'''

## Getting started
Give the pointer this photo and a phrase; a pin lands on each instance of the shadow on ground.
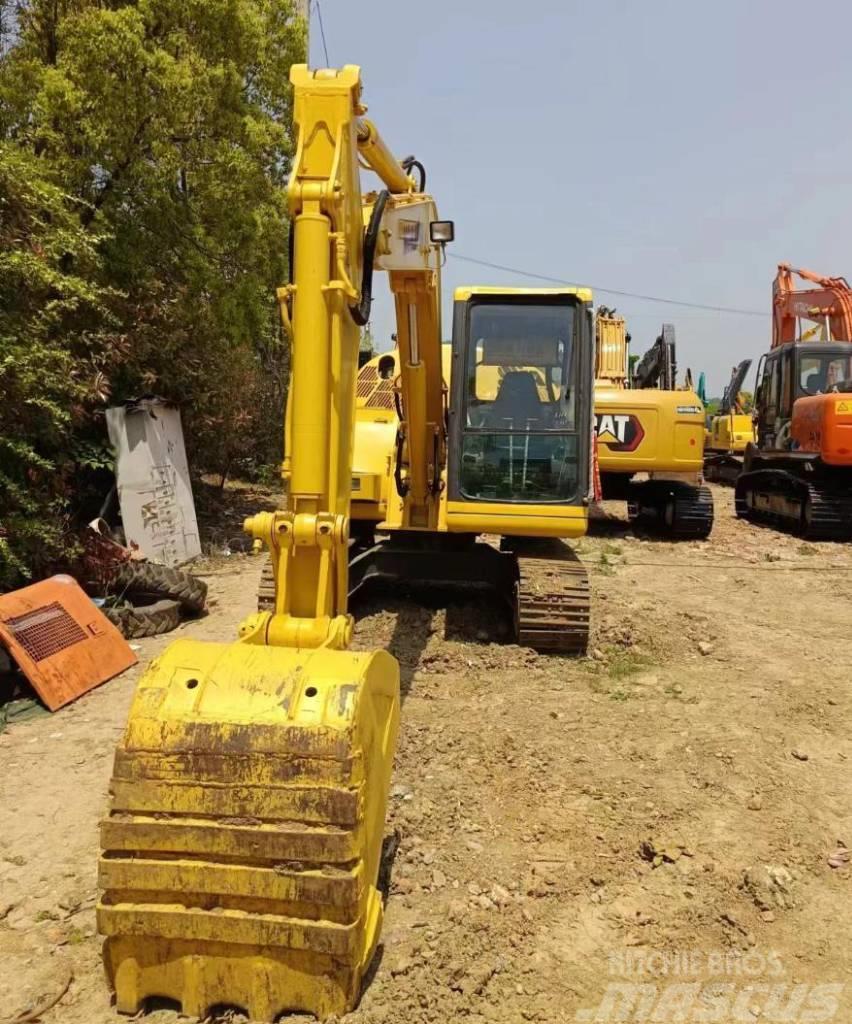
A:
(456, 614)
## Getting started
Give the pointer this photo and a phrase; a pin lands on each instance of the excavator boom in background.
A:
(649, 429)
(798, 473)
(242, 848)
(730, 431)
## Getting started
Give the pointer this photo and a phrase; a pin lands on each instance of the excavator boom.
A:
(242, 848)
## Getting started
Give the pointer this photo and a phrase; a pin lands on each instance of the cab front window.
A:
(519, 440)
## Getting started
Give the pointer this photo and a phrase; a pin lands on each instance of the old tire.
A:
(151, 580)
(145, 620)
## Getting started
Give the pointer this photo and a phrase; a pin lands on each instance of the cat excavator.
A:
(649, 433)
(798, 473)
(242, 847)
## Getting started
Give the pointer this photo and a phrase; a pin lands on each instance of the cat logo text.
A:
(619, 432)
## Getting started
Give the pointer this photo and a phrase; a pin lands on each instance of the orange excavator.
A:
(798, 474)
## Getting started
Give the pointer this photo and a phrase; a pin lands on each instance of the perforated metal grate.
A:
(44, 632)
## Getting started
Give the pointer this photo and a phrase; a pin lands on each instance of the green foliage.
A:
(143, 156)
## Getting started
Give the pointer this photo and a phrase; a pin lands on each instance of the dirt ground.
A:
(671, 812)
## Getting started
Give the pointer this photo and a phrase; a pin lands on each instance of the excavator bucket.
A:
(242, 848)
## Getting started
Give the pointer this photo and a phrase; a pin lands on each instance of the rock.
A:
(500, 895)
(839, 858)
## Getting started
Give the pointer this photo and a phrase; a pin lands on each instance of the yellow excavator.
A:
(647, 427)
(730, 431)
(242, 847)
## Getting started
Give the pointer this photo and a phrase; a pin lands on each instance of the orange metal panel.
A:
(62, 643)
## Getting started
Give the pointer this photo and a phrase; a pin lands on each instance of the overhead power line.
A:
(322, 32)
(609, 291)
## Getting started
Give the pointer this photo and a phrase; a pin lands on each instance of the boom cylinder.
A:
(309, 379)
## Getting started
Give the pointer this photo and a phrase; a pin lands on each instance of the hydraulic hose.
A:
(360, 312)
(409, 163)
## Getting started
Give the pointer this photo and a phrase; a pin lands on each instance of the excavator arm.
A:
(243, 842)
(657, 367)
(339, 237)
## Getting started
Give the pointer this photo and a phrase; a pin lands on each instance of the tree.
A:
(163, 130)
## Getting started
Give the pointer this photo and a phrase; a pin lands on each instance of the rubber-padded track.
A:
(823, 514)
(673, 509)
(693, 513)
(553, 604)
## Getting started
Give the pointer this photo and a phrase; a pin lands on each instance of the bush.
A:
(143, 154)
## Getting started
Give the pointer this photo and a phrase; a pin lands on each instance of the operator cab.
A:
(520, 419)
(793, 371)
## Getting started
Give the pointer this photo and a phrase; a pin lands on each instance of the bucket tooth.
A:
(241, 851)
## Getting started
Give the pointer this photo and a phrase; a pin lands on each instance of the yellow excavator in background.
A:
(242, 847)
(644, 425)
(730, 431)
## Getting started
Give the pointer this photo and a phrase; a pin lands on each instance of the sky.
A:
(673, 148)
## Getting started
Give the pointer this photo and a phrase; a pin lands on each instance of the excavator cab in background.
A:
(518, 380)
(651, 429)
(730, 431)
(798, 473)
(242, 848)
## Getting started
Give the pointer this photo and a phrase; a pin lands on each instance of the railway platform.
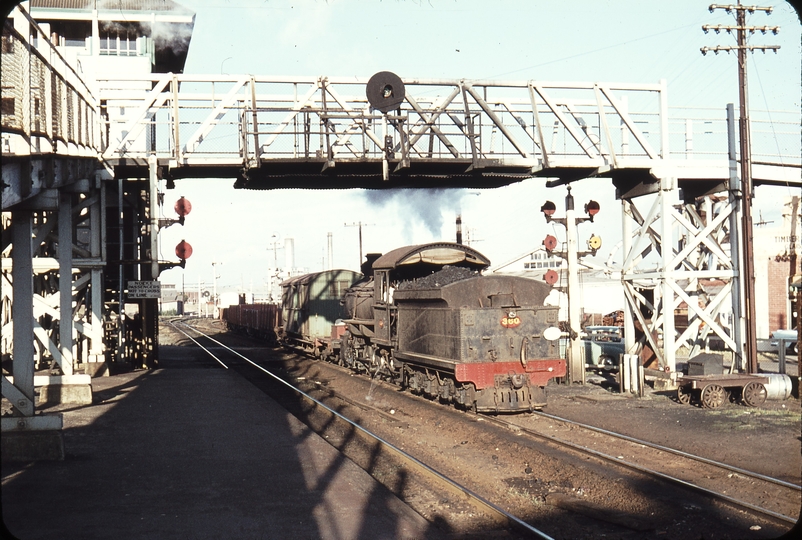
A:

'''

Exercise goal:
Retype the whole listing exactly and leave the pictures out.

Result of the exercise:
## Getting started
Give the pointer this photo and a phrase; a pin lands on each instance of the shadow on ground.
A:
(456, 614)
## Getting started
Give the pointer this photo and a phrase; a pin lands on each instance of the excavator boom in background.
A:
(649, 429)
(798, 473)
(242, 848)
(730, 431)
## Getting started
Give the pointer this photo and a phrase; a pin lands on each instance of the excavator boom.
A:
(242, 848)
## Getting started
Give the pointer this photo and a phrase; a pin lands on each instance of the cab front window.
A:
(519, 440)
## Getting started
Give the pointer this photo and a phrase; a pin lands on each instance of the old tire.
A:
(151, 580)
(145, 620)
## Getting started
Give the pointer this photo and a phrase; a pin lands on each instance of the cat excavator.
A:
(649, 433)
(798, 473)
(242, 847)
## Getting started
Give the pointer this photo and a phrase; a pin lands on each instance of the cat logo text.
A:
(619, 432)
## Getting started
Give the pointer this photo and a phrase; a pin lands on each instance of the orange excavator.
A:
(798, 474)
## Getting started
Give the pointer this photo and a phrase; a pin lands on each instance of the perforated metal grate.
A:
(44, 632)
## Getting started
Give the pointer this photo and a phrase; a pin lands on each instance of the green foliage.
A:
(143, 156)
## Getting started
Give the pointer this photo and a phrase; a pin lands on each instance of the dirt ground.
A:
(671, 812)
## Getting started
Give the pointer this photo and a phrase; a pin lands on each instance of the excavator bucket.
A:
(242, 848)
## Getting started
Give the pointer this photo and a phrase; a pin lands on each instance of the rock.
A:
(500, 895)
(839, 858)
## Getting started
Give the pointer this photo and a phrase; a pin lands on each instance of the yellow excavator.
A:
(647, 427)
(730, 431)
(242, 847)
## Getting started
Give the pointer this photo and a phrase; a pin lands on each instance of the orange metal panel.
A:
(62, 643)
## Getting started
Give the pointer this photo and a phrase; a pin lands on each instance of the overhead power line.
A:
(322, 32)
(609, 291)
## Getting started
Give the pointer this photo and a phrase; a pin lands on each instance of the boom cylinder.
A:
(309, 379)
## Getting started
Give the pointer this photo and a phrase; a pin lands on each instance of the hydraulic hose.
A:
(360, 312)
(409, 163)
## Getting started
Give the pointer this photo and a phrase; a pin lands on each instance of the excavator arm.
A:
(243, 842)
(657, 367)
(339, 237)
## Getting started
Give the pointer this photo and a phrase; a pin lands on each instance of the tree.
A:
(163, 130)
## Getting started
Give the pointer this photo and a phrase; a pin lands on each instance of the rubber-padded track.
A:
(823, 514)
(673, 509)
(693, 513)
(553, 604)
## Getting started
Give the pointer this photo and a phrase; a pin lands on each instance of the bush.
A:
(143, 154)
## Getting started
Give the pointer this photo and a phrase; a pin lands on each instance of the operator cab.
A:
(520, 419)
(793, 371)
## Getting started
Give the pointer this photo and a phrase; a pin lands on each instance of the bucket tooth.
A:
(241, 851)
## Getting started
Give the pointer this photo and a phrase; a pin lands on each instance of the yellow excavator in background.
A:
(242, 847)
(644, 425)
(730, 431)
## Getting started
Give the pointer this photo and a phrase; a pin lands on each instance of the sky.
A:
(673, 148)
## Getting started
Give the pointer this photo and a phrase; a pin lands on each instance of the excavator cab in background.
A:
(518, 380)
(651, 429)
(730, 431)
(798, 473)
(242, 848)
## Getting started
Give the pointer this photo and a phrase; a pin lands on each instance of the railway platform.
A:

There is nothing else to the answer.